> [PROMPT A]: Copy out the employment agreement text below word for word, in full.

> [EXTRACT PROVIDED]:

Chen Employment Agreement

The Chen Employment Agreement provides that Mr. Chen is an at-will employee. Pursuant to the terms of the Chen Employment Agreement, Mr. Chen (a) is entitled to an annual base salary of $394,076.80, (b) is eligible for a target annual performance bonus, currently equal to up to a maximum of 150% of his annual base salary, based on the achievement of performance objectives determined by Willdan’s Board of Directors, (c) is eligible to participate in Willdan’s employee benefit plans and (d) is eligible for severance benefits, as described below.

Pursuant to the terms of the Chen Employment Agreement, if Mr. Chen’s employment is terminated as a result of an “Involuntary Termination” (as defined in the Chen Employment Agreement), then Mr. Chen will be eligible to receive the following severance benefits: (a) a lump sum cash payment in an amount equal to his then-current annual base salary for twelve months; (b) direct payment on Mr. Chen’s behalf of the premium cost for group health benefits continuation coverage under applicable law for Mr. Chen and his eligible dependents for up to twelve months; and (c) if, following the end of the year in which Mr. Chen’s termination of employment occurs, Willdan determines in good faith that the applicable performance bonus objectives and milestones for that year have been achieved, Mr. Chen will be eligible to receive a performance bonus, which will be prorated based on Mr. Chen’s employment termination date.

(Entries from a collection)

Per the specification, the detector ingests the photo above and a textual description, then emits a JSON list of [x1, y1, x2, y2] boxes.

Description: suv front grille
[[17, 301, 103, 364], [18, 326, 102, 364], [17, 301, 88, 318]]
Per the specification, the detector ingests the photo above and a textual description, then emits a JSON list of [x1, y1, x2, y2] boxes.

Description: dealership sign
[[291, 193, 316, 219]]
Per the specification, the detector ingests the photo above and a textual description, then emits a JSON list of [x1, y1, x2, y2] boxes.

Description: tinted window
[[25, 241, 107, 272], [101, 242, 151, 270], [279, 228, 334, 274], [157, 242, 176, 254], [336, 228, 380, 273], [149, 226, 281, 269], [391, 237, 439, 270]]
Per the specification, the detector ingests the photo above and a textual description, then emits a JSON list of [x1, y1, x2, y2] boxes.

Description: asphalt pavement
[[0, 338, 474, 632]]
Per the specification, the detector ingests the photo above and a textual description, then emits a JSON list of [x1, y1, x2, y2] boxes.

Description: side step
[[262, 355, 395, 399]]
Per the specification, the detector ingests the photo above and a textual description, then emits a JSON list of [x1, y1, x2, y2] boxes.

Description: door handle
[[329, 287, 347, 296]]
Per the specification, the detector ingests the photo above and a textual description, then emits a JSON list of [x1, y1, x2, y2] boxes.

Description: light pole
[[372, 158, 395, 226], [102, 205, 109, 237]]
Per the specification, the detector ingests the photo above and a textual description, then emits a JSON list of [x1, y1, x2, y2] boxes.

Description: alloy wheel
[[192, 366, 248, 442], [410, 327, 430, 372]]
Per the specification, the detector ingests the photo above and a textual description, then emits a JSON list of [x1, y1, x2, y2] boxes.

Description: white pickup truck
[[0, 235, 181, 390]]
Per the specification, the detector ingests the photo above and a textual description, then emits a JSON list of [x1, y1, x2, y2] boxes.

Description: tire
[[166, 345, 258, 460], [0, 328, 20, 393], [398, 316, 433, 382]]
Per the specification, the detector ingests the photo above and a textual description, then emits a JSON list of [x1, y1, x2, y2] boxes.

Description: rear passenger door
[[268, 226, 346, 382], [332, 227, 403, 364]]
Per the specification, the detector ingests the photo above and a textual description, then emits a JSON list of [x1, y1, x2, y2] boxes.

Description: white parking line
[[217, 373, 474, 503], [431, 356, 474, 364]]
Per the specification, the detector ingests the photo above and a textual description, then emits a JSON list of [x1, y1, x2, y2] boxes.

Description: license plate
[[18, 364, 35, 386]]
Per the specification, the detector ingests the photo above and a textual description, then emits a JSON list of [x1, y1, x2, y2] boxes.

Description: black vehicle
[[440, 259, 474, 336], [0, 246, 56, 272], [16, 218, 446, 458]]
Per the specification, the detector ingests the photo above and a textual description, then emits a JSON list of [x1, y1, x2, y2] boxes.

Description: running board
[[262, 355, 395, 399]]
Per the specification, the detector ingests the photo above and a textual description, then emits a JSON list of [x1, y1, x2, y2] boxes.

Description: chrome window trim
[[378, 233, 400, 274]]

==

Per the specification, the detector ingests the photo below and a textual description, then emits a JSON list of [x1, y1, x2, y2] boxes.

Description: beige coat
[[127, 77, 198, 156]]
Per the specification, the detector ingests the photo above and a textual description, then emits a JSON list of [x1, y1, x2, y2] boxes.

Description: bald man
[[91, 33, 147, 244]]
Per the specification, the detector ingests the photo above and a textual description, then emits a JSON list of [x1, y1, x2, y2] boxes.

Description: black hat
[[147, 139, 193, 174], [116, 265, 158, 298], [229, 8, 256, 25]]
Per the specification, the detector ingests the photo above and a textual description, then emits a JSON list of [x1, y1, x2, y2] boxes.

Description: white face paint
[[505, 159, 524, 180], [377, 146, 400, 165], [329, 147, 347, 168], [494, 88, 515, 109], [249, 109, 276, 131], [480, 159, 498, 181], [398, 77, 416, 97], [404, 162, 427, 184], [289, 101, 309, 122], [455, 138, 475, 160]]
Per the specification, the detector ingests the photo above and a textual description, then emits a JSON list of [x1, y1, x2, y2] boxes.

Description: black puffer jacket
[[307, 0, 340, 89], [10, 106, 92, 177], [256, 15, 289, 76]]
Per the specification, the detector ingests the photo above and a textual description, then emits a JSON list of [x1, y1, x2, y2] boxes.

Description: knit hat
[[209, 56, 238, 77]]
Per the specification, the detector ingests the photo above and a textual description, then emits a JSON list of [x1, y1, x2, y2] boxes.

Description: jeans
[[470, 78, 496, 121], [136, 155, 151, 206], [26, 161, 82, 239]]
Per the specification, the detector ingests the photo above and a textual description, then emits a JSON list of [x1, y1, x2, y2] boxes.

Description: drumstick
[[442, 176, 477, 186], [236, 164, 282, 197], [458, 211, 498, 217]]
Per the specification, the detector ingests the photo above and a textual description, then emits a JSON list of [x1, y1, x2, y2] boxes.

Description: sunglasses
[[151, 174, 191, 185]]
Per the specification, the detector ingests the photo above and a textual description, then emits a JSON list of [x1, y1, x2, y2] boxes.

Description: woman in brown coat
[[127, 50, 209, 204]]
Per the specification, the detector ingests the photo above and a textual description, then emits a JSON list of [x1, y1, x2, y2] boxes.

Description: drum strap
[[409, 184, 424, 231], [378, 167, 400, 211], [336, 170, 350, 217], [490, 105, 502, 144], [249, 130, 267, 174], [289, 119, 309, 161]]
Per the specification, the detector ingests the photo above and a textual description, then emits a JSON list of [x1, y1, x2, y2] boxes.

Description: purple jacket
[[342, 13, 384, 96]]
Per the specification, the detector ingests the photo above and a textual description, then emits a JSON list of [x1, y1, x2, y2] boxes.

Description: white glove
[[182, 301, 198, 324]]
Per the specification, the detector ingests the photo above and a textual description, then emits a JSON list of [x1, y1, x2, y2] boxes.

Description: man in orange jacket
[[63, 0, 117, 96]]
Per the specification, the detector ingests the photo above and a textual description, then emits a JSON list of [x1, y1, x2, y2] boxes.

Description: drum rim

> [PROMPT B]: Collect every line of the records above that holds the word "coat", matching case exactly.

> [FINAL RESULT A]:
Chen Employment Agreement

The Chen Employment Agreement provides that Mr. Chen is an at-will employee. Pursuant to the terms of the Chen Employment Agreement, Mr. Chen (a) is entitled to an annual base salary of $394,076.80, (b) is eligible for a target annual performance bonus, currently equal to up to a maximum of 150% of his annual base salary, based on the achievement of performance objectives determined by Willdan’s Board of Directors, (c) is eligible to participate in Willdan’s employee benefit plans and (d) is eligible for severance benefits, as described below.

Pursuant to the terms of the Chen Employment Agreement, if Mr. Chen’s employment is terminated as a result of an “Involuntary Termination” (as defined in the Chen Employment Agreement), then Mr. Chen will be eligible to receive the following severance benefits: (a) a lump sum cash payment in an amount equal to his then-current annual base salary for twelve months; (b) direct payment on Mr. Chen’s behalf of the premium cost for group health benefits continuation coverage under applicable law for Mr. Chen and his eligible dependents for up to twelve months; and (c) if, following the end of the year in which Mr. Chen’s termination of employment occurs, Willdan determines in good faith that the applicable performance bonus objectives and milestones for that year have been achieved, Mr. Chen will be eligible to receive a performance bonus, which will be prorated based on Mr. Chen’s employment termination date.

> [FINAL RESULT B]:
Description: beige coat
Description: woman in brown coat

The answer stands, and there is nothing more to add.